* PASSAGE TO READ *
• • •


    On the double batts: I do more wholecloth type quilts so I like the extra dimension offered by doubling up a thin cotton bat with something with more puff. Some cotton batts are so thin these days that the quilting stitches barely even sink in. I love a wool batt too. I have never needed a heavier needle due to more batting.

  6. I've never quilted a quilt with multiple layers of batting. But did do some quilting of straight lines when I was making baby's car seat cover. I had 4 layers of low-loft polyester batting and didn't have any trouble.

    Since, I got my computerized sewing machines. I have noticed that the manual simple sewing machines work better when you want to do crazy things like these rather than the computerized one. The modern sewing machines are happy only when you follow the rules for the default setting of the machine. Otherwise, adjust the shank like Leah mentioned.


  7. I love the idea of this quilt and the thought of all the 'scraps' I have that I could use up with this project!

    On batting though, I have story to share.

    I live in a remote area in Northern Ontario. The nearest fabric store and quilt shop are 3-1/2 hours from my house. So, getting supplies for quilting does not happen as often as I would like.... this means getting a bit creative with my quilts.

• • •

[Saved entries]

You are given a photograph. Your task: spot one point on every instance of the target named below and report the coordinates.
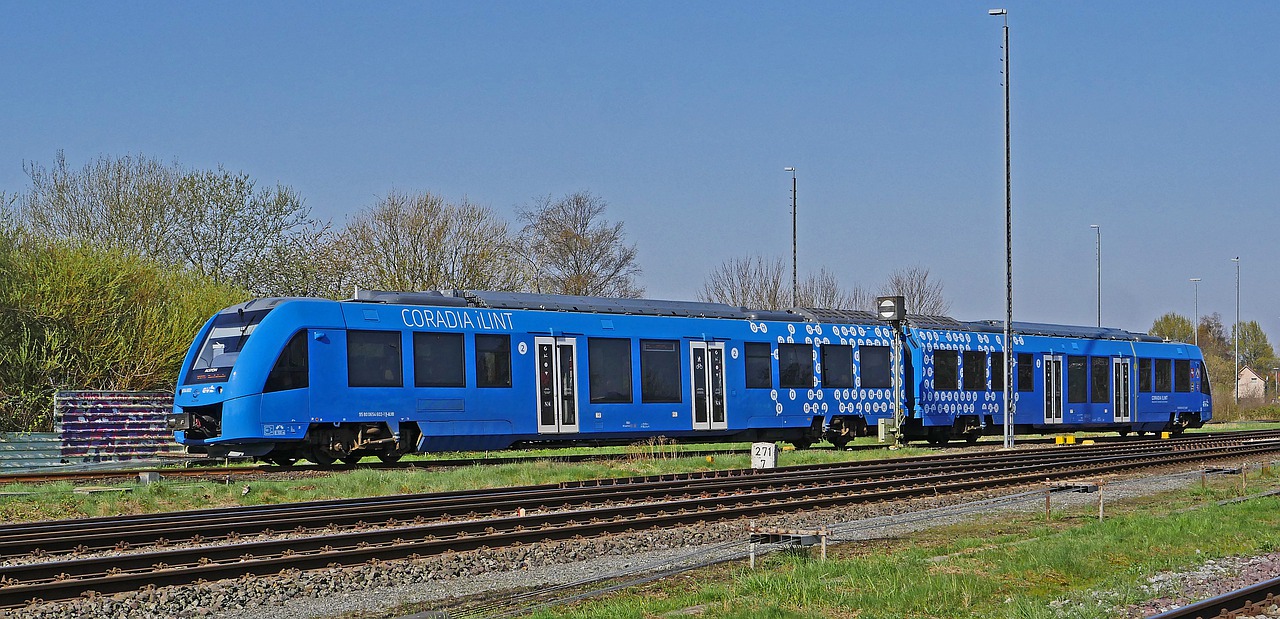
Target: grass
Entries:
(1016, 565)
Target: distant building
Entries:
(1251, 385)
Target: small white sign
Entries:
(764, 455)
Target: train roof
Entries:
(494, 299)
(1064, 330)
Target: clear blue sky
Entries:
(1157, 120)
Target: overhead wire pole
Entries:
(1237, 330)
(795, 285)
(1196, 325)
(1098, 229)
(1009, 255)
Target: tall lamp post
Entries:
(1098, 250)
(1235, 330)
(1196, 325)
(795, 284)
(1009, 253)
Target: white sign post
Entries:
(764, 455)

• • •

* WORK ORDER A *
Copy the section of the quilting comments that starts with "On the double" and goes on through "have any trouble.".
* WORK ORDER B *
Write the next part of the quilting comments, picking up after their final sentence.

* EXERCISE RESPONSE A *
On the double batts: I do more wholecloth type quilts so I like the extra dimension offered by doubling up a thin cotton bat with something with more puff. Some cotton batts are so thin these days that the quilting stitches barely even sink in. I love a wool batt too. I have never needed a heavier needle due to more batting.

  6. I've never quilted a quilt with multiple layers of batting. But did do some quilting of straight lines when I was making baby's car seat cover. I had 4 layers of low-loft polyester batting and didn't have any trouble.

* EXERCISE RESPONSE B *
    Several years ago, I ran out of batting... disaster. My next planned supply trip was 1+ months away... bigger disaster! LOL

    I went looking around at the local department store and found 100% acrylic blankets. They look alot like the old wool kind... the ones that you would use between the top sheet and the quilt in the winter.

    They were even on the clearance table! So what the heck, it was worth a try. My youngest son got the first quilt with a blanket inside. I used it just like batting but did a tied quilt. I thought that would be the ultimate test for durability. It withstood my 4 year old and many washings for 6 years until I packed it off to pasture at the camp.

    Since then, I have to admit... not one 'proper quilt batt' has made it into my sewing room.

    The blankets don't shift, bunch or thin out and are very warm. They are easy to tie, hand quilt and FMQ. They also come in several colours, so 'shading through' isn't much of an issue. The biggest bonus, I can buy them locally without big shipping costs.

  8. Great post Leah. I have never doubled up on batting either, but I wish I had with the white quilts I did recently. I used a different batting than my usual "natural" in order to have white batting in the white quilt. I was really disappointed in how it quilted up as the white batting ended up being so thin that the quilt was translucent. Next time I do a white quilt, I'll either double up, or find a different manufacturer.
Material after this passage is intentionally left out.